● **EXERCISE DESCRIPTION**:
Quote the lines of the records below verbatim, starting at the first line and ending at the line that contains "20L393 211L387 241L590".

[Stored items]
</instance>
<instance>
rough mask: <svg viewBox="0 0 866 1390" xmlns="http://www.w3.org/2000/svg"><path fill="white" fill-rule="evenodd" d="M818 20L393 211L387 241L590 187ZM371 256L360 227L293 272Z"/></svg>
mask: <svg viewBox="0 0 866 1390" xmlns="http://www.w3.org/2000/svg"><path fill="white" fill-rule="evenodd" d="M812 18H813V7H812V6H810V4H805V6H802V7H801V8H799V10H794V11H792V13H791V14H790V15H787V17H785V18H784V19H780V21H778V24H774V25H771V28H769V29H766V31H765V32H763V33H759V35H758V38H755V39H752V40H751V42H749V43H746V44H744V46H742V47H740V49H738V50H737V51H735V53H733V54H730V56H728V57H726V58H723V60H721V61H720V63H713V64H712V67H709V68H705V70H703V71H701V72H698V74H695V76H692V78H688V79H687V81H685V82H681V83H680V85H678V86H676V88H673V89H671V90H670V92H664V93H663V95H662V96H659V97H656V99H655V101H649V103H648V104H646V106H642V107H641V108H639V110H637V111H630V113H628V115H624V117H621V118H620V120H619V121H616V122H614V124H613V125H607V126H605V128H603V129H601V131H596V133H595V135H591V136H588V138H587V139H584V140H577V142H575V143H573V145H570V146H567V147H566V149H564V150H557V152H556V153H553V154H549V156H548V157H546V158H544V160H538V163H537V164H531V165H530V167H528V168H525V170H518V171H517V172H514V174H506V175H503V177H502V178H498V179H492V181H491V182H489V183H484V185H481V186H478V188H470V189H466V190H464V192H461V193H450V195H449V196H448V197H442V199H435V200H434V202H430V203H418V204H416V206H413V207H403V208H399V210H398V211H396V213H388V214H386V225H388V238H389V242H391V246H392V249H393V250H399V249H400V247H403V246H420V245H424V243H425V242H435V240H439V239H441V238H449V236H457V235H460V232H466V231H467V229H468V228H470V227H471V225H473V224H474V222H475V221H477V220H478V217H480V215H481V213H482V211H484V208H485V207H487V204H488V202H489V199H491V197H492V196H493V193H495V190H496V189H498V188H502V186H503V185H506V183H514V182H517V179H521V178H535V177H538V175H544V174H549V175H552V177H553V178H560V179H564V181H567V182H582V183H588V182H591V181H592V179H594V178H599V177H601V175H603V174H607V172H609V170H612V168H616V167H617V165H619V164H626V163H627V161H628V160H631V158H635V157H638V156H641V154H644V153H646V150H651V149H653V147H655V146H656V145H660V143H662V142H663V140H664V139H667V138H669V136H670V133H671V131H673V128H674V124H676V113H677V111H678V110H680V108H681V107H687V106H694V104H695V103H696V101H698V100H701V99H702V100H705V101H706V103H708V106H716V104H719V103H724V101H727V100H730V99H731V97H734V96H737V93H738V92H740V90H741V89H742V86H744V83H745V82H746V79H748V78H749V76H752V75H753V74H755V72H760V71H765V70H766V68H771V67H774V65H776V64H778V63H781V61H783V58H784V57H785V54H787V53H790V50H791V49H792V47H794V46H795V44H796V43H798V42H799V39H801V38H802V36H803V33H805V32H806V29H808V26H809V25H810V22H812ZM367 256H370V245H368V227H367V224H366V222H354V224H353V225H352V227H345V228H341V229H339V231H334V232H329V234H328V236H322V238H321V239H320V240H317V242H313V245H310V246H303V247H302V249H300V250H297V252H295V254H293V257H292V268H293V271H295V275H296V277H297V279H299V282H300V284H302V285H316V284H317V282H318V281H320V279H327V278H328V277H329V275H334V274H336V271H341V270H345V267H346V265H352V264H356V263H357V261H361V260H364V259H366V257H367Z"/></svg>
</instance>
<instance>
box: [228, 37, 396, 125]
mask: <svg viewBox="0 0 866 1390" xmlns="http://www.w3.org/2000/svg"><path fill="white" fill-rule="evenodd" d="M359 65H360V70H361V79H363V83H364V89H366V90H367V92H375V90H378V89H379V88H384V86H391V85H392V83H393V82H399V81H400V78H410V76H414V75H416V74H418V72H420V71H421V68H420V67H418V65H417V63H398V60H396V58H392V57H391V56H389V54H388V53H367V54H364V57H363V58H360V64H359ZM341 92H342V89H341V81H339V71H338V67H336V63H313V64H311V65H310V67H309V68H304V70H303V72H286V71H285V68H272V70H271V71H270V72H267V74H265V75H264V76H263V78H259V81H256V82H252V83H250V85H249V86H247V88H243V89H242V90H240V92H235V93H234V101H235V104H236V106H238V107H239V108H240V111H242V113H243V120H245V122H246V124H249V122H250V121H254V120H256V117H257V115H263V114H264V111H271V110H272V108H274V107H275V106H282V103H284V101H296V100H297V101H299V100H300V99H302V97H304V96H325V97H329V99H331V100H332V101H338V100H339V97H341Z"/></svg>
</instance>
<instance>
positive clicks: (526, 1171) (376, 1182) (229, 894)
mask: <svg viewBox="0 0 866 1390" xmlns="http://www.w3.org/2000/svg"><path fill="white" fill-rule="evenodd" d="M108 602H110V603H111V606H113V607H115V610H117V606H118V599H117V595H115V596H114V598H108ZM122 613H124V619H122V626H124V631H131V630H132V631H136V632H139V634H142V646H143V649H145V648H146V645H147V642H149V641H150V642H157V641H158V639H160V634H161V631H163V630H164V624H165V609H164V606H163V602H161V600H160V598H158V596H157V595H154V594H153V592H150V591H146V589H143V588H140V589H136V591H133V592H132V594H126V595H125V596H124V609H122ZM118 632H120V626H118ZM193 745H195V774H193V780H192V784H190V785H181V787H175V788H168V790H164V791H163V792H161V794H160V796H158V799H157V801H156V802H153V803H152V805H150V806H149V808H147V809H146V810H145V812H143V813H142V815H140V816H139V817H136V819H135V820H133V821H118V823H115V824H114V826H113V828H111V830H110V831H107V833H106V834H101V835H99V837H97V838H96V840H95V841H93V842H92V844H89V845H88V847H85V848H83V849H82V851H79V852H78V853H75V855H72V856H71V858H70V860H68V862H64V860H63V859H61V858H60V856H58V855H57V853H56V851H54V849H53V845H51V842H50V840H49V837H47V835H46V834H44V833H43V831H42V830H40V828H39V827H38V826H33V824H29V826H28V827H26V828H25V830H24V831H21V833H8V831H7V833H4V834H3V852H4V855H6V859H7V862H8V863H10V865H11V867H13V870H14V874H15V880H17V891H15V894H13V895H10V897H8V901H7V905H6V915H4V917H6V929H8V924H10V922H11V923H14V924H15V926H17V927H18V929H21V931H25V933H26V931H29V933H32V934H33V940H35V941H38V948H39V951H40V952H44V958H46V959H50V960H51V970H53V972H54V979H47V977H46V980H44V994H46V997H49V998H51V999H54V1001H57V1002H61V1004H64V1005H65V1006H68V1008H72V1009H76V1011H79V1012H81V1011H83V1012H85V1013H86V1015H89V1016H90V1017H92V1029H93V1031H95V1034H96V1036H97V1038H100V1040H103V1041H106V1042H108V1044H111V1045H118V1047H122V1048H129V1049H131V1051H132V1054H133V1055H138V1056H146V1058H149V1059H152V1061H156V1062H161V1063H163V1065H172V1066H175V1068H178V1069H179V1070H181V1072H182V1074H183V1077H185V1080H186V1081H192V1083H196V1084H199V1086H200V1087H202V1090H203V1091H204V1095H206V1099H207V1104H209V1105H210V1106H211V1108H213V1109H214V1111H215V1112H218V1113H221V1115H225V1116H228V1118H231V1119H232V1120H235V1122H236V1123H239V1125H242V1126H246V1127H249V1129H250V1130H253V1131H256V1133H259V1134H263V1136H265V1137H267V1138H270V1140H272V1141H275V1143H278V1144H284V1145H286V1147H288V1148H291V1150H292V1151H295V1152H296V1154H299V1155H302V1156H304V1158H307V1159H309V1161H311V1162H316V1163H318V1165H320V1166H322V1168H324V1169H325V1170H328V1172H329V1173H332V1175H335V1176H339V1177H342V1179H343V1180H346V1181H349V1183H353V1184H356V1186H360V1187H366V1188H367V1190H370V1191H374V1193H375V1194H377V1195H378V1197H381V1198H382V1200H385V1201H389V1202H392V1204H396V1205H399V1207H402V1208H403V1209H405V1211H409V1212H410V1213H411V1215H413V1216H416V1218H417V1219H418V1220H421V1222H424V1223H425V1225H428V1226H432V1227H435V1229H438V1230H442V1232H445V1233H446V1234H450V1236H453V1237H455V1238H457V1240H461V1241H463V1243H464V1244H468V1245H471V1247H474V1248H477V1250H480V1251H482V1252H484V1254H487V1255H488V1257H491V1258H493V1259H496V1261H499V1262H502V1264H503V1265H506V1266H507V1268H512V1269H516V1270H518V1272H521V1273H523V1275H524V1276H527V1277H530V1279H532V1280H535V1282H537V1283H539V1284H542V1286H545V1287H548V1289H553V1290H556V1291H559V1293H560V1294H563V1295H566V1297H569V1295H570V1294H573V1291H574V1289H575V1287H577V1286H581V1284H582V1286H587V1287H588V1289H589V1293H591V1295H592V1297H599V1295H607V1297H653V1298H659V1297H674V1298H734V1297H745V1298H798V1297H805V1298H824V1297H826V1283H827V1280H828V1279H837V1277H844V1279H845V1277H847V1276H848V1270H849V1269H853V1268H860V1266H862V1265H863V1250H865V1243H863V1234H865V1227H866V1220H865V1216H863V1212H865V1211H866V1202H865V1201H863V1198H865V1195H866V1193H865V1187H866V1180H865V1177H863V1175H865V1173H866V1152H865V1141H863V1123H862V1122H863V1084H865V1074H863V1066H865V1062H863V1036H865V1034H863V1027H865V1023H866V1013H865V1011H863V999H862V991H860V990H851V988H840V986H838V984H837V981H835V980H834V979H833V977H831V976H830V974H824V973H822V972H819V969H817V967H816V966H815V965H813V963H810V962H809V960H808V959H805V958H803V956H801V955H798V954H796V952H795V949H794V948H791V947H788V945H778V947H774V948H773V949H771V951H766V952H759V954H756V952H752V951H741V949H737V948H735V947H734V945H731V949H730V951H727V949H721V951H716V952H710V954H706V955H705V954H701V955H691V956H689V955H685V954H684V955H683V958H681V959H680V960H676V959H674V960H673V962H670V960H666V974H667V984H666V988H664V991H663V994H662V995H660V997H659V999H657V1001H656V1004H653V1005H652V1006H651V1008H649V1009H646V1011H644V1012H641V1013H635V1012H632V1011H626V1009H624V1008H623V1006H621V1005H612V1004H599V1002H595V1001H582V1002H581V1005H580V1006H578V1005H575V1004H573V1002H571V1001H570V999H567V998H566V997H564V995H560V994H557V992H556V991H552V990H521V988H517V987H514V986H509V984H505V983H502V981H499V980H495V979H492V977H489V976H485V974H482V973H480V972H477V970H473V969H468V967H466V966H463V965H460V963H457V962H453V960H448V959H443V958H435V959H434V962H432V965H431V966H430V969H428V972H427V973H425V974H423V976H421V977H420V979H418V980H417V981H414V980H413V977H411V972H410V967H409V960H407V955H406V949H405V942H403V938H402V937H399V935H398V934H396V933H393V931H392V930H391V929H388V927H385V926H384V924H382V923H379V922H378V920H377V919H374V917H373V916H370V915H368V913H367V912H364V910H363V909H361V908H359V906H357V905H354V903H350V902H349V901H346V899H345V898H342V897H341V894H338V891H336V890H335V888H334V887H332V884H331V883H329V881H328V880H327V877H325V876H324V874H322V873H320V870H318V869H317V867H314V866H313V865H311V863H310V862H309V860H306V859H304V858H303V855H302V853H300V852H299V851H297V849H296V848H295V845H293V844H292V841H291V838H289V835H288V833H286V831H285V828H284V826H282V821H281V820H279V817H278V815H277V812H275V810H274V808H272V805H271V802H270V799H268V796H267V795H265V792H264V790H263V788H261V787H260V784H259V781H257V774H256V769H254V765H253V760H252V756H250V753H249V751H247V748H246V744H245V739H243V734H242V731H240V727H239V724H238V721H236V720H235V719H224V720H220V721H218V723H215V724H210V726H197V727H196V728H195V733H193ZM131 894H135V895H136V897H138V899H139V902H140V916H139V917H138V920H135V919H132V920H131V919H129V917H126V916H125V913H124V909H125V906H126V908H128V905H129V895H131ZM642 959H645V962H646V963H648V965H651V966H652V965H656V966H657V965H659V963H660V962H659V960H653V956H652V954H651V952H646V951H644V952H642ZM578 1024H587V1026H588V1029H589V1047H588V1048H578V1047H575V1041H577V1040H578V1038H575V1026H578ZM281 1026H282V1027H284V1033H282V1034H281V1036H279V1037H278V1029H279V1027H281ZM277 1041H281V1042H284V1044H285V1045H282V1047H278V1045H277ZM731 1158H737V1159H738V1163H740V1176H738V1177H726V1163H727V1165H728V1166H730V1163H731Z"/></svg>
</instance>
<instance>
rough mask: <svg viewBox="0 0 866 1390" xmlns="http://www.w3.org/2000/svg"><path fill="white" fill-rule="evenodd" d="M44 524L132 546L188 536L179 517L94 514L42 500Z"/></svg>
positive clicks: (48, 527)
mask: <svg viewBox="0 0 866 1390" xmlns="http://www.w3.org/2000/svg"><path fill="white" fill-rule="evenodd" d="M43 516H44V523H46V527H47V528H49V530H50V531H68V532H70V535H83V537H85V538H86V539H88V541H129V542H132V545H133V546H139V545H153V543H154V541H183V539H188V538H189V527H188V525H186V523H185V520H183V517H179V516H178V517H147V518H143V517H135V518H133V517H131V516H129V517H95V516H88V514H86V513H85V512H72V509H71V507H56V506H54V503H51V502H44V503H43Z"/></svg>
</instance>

● **RESPONSE FOR THIS EXERCISE**:
</instance>
<instance>
rough mask: <svg viewBox="0 0 866 1390" xmlns="http://www.w3.org/2000/svg"><path fill="white" fill-rule="evenodd" d="M818 20L393 211L387 241L590 187ZM371 256L360 227L293 272Z"/></svg>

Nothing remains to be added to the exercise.